AIM OF THE EXERCISE: Every line that holds the word "photo" needs to be copied from the data below.

SUPPLIED INFORMATION:

☆ ☆ ☆ ☆ ☆

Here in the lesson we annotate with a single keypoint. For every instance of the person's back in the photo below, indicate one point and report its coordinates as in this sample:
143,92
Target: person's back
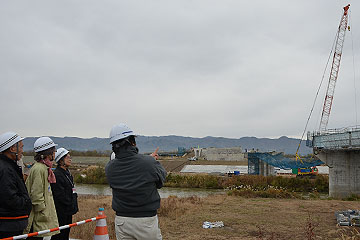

☆ ☆ ☆ ☆ ☆

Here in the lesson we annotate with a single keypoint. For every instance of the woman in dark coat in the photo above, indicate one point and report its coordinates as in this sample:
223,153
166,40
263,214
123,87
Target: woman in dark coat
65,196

☆ ☆ ☆ ☆ ☆

ANSWER FOR THIS EXERCISE:
Here in the lesson we annotate with a single keypoint. For every instance of the person's back in the photo below, indicate one point and report its coordinates as in this sample:
Here in the lesson we annotate with a single keypoint. For every instance of the woman in dark coat in the photo above, indicate one point and report its coordinates as in this sample:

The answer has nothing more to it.